Your assignment ->
Scan the material below for lines with the string "present". State how many there are and nothing else.

======== Provided entries ========

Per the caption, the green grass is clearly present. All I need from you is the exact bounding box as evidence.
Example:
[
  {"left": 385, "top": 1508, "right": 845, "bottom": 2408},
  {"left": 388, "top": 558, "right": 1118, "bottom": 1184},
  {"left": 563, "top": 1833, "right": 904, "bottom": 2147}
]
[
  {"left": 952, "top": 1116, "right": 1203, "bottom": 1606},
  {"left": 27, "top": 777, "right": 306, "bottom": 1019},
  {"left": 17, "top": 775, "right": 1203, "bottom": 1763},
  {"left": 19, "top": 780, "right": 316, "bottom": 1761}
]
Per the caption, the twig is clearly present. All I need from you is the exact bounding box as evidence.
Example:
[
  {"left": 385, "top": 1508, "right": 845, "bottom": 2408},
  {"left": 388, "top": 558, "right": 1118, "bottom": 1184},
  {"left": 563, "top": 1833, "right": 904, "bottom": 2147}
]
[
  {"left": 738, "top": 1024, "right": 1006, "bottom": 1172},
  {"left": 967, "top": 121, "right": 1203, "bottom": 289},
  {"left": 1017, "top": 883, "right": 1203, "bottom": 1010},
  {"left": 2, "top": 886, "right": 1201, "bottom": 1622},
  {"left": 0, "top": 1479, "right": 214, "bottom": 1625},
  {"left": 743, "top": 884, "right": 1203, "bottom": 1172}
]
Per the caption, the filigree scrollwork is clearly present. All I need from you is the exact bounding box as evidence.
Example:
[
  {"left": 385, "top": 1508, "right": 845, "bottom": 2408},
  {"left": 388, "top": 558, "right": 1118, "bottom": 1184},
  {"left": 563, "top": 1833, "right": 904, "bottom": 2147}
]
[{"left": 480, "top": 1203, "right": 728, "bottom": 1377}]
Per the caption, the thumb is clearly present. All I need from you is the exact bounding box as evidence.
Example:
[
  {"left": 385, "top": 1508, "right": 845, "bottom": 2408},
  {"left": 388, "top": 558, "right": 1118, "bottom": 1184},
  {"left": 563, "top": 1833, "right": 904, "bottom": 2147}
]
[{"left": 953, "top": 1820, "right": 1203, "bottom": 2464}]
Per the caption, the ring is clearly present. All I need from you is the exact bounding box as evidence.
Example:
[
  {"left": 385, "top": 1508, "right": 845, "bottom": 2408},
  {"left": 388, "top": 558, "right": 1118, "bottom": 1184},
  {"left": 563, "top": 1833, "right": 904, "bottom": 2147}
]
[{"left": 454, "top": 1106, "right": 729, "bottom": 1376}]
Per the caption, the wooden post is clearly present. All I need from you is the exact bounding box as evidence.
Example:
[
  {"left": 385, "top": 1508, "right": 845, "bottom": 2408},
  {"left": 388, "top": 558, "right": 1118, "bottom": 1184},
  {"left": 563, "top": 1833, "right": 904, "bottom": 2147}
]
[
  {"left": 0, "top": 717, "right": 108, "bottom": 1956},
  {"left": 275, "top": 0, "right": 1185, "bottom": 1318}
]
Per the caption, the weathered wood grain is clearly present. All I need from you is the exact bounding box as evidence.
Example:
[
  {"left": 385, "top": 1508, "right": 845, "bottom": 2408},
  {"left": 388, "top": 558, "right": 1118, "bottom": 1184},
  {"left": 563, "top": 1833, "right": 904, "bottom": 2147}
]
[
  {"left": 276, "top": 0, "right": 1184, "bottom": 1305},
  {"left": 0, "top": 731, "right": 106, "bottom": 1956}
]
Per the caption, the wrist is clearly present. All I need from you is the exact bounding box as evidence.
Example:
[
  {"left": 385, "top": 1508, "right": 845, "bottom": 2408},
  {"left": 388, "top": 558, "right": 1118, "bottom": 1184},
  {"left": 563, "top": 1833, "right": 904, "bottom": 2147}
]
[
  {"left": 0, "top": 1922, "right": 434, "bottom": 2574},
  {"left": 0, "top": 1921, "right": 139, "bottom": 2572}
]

========

Solution to the problem ->
8